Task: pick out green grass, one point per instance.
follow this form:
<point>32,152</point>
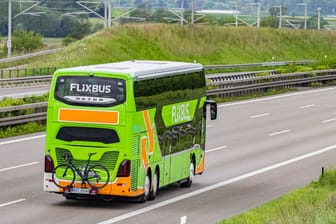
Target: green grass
<point>313,204</point>
<point>207,44</point>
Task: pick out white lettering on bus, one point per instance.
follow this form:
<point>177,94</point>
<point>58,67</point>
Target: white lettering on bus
<point>90,88</point>
<point>180,113</point>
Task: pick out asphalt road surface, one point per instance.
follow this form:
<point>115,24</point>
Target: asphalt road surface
<point>257,150</point>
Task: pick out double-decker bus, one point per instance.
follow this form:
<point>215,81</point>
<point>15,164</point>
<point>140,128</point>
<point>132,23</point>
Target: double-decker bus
<point>144,121</point>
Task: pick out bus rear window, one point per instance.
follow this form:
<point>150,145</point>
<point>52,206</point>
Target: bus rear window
<point>103,135</point>
<point>95,91</point>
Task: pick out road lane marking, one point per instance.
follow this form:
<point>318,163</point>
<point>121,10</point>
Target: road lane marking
<point>12,202</point>
<point>215,149</point>
<point>22,139</point>
<point>259,115</point>
<point>307,106</point>
<point>275,97</point>
<point>329,120</point>
<point>279,132</point>
<point>19,166</point>
<point>217,185</point>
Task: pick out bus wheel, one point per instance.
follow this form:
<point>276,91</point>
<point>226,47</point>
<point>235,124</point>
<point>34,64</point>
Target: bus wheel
<point>155,184</point>
<point>147,189</point>
<point>188,182</point>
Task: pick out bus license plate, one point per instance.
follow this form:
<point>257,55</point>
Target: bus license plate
<point>80,191</point>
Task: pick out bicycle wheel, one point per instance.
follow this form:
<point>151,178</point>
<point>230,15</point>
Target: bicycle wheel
<point>65,173</point>
<point>98,176</point>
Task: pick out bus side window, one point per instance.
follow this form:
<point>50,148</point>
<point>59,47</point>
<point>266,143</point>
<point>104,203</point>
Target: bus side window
<point>213,109</point>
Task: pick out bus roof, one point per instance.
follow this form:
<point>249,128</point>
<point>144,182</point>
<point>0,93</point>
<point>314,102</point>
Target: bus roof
<point>139,69</point>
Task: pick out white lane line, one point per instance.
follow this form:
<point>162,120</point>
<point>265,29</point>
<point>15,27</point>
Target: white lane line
<point>329,120</point>
<point>215,149</point>
<point>259,115</point>
<point>22,139</point>
<point>279,132</point>
<point>215,186</point>
<point>12,202</point>
<point>275,97</point>
<point>19,166</point>
<point>307,106</point>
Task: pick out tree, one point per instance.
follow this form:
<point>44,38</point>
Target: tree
<point>26,41</point>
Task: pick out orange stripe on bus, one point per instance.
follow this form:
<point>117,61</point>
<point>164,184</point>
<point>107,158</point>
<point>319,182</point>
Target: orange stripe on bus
<point>88,116</point>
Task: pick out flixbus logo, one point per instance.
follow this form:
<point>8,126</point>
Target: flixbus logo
<point>179,113</point>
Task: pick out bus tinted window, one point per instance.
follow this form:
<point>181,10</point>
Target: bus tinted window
<point>167,90</point>
<point>83,90</point>
<point>103,135</point>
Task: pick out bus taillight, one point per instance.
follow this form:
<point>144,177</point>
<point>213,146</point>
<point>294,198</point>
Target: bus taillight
<point>124,168</point>
<point>48,164</point>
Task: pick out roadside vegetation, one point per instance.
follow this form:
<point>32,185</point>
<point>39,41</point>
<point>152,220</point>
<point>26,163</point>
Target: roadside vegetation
<point>27,128</point>
<point>313,204</point>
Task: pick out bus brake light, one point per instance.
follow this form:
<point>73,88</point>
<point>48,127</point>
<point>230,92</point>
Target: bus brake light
<point>48,164</point>
<point>124,168</point>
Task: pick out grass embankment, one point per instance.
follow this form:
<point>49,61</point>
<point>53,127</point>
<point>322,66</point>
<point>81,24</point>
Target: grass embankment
<point>24,128</point>
<point>313,204</point>
<point>207,44</point>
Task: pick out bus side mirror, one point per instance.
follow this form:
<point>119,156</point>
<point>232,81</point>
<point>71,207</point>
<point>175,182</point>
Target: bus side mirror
<point>213,109</point>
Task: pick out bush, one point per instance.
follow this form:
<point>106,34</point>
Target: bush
<point>26,41</point>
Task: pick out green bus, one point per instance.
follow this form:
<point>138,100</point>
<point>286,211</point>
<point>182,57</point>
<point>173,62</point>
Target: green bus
<point>132,126</point>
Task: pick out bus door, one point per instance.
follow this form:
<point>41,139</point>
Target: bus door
<point>167,162</point>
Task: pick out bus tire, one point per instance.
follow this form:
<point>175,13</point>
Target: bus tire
<point>147,188</point>
<point>189,180</point>
<point>154,188</point>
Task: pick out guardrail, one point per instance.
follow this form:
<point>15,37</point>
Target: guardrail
<point>21,73</point>
<point>38,113</point>
<point>262,64</point>
<point>226,88</point>
<point>16,58</point>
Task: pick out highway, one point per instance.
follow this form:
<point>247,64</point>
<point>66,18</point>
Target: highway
<point>257,150</point>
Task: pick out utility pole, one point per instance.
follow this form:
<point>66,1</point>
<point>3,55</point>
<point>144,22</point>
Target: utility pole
<point>182,12</point>
<point>192,11</point>
<point>280,14</point>
<point>305,18</point>
<point>319,18</point>
<point>9,40</point>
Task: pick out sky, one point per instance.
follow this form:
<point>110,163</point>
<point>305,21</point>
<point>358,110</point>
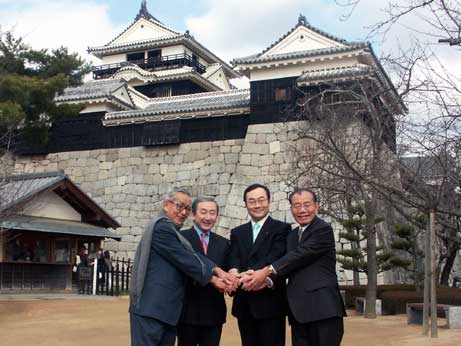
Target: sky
<point>229,28</point>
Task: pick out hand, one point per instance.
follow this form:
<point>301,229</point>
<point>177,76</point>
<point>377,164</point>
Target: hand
<point>219,284</point>
<point>255,280</point>
<point>232,280</point>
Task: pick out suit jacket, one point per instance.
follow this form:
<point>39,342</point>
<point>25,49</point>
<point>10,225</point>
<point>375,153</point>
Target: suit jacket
<point>170,263</point>
<point>310,265</point>
<point>205,306</point>
<point>268,247</point>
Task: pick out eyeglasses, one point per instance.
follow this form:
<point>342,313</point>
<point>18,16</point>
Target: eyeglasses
<point>254,202</point>
<point>180,207</point>
<point>299,207</point>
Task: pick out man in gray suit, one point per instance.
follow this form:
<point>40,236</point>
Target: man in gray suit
<point>316,306</point>
<point>164,259</point>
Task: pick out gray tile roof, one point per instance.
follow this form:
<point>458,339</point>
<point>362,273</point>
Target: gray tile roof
<point>18,189</point>
<point>42,224</point>
<point>91,90</point>
<point>185,39</point>
<point>212,101</point>
<point>21,187</point>
<point>303,22</point>
<point>252,59</point>
<point>151,42</point>
<point>310,77</point>
<point>143,13</point>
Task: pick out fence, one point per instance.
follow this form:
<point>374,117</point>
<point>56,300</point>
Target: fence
<point>105,281</point>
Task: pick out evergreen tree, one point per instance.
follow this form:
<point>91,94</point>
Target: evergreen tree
<point>29,81</point>
<point>355,234</point>
<point>408,255</point>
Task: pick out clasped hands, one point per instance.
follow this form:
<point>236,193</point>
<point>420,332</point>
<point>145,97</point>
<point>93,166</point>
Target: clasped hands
<point>250,280</point>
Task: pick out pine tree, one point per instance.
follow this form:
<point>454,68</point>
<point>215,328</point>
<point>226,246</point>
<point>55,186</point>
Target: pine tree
<point>29,81</point>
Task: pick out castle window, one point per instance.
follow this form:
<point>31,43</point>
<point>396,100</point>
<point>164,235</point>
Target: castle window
<point>154,54</point>
<point>162,92</point>
<point>282,94</point>
<point>135,56</point>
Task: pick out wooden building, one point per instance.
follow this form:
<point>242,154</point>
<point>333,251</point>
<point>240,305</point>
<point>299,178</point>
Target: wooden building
<point>44,220</point>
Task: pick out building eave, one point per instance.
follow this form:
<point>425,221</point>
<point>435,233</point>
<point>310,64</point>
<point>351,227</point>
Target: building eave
<point>296,57</point>
<point>211,113</point>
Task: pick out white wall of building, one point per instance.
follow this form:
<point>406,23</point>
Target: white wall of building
<point>50,205</point>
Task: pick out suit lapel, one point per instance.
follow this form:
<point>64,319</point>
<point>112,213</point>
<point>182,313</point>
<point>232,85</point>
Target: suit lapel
<point>195,241</point>
<point>247,235</point>
<point>212,247</point>
<point>308,230</point>
<point>262,235</point>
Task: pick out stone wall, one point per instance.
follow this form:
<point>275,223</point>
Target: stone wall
<point>129,183</point>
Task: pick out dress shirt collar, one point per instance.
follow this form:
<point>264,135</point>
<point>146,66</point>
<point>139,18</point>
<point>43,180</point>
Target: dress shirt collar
<point>199,233</point>
<point>260,222</point>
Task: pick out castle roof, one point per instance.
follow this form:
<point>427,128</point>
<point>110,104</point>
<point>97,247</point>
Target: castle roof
<point>258,58</point>
<point>211,104</point>
<point>110,89</point>
<point>302,41</point>
<point>160,36</point>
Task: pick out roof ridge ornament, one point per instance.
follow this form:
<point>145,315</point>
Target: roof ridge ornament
<point>302,20</point>
<point>144,13</point>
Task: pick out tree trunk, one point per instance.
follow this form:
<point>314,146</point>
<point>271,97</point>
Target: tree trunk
<point>370,310</point>
<point>427,280</point>
<point>434,332</point>
<point>450,261</point>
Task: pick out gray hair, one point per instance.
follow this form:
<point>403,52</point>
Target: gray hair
<point>170,195</point>
<point>300,190</point>
<point>200,199</point>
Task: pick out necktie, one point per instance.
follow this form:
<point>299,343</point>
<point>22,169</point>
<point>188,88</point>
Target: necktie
<point>300,233</point>
<point>204,244</point>
<point>255,231</point>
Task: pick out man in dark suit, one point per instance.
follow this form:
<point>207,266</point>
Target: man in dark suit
<point>254,245</point>
<point>164,259</point>
<point>204,311</point>
<point>316,306</point>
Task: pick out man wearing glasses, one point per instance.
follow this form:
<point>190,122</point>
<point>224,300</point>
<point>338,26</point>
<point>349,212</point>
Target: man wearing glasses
<point>254,245</point>
<point>164,259</point>
<point>316,306</point>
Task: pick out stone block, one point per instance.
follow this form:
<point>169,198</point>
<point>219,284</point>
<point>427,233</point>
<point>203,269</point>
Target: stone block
<point>245,159</point>
<point>153,169</point>
<point>236,148</point>
<point>248,170</point>
<point>262,149</point>
<point>266,160</point>
<point>261,128</point>
<point>225,149</point>
<point>198,164</point>
<point>360,305</point>
<point>274,147</point>
<point>224,189</point>
<point>454,317</point>
<point>231,168</point>
<point>231,158</point>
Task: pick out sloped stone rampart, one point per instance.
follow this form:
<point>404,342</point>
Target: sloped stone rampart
<point>129,183</point>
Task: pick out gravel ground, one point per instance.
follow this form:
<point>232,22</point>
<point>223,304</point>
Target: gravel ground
<point>69,321</point>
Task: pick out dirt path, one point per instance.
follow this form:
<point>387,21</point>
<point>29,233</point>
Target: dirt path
<point>105,322</point>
________________________
◆ What is needed
The reply should hold only the lines of the listing above starting at the line containing "<point>182,313</point>" and ending at the line containing "<point>145,315</point>", exactly as written.

◆ Expected answer
<point>182,313</point>
<point>232,85</point>
Target: suit lapel
<point>195,241</point>
<point>247,235</point>
<point>212,247</point>
<point>308,230</point>
<point>262,235</point>
Task: pick out stone wall, one point per instance.
follow this form:
<point>275,223</point>
Target: stone wall
<point>129,183</point>
Task: pick out dress shirt collar, one point per instance.
follow this form:
<point>264,135</point>
<point>146,66</point>
<point>139,18</point>
<point>43,180</point>
Target: dress shirt collar
<point>199,233</point>
<point>260,222</point>
Task: pick out castle roof, one point per instance.
follow this form:
<point>427,128</point>
<point>110,104</point>
<point>97,247</point>
Target: castle roof
<point>258,58</point>
<point>211,104</point>
<point>110,89</point>
<point>302,41</point>
<point>160,36</point>
Task: pick out roof ridge ornament, one point per instance.
follow this form:
<point>145,315</point>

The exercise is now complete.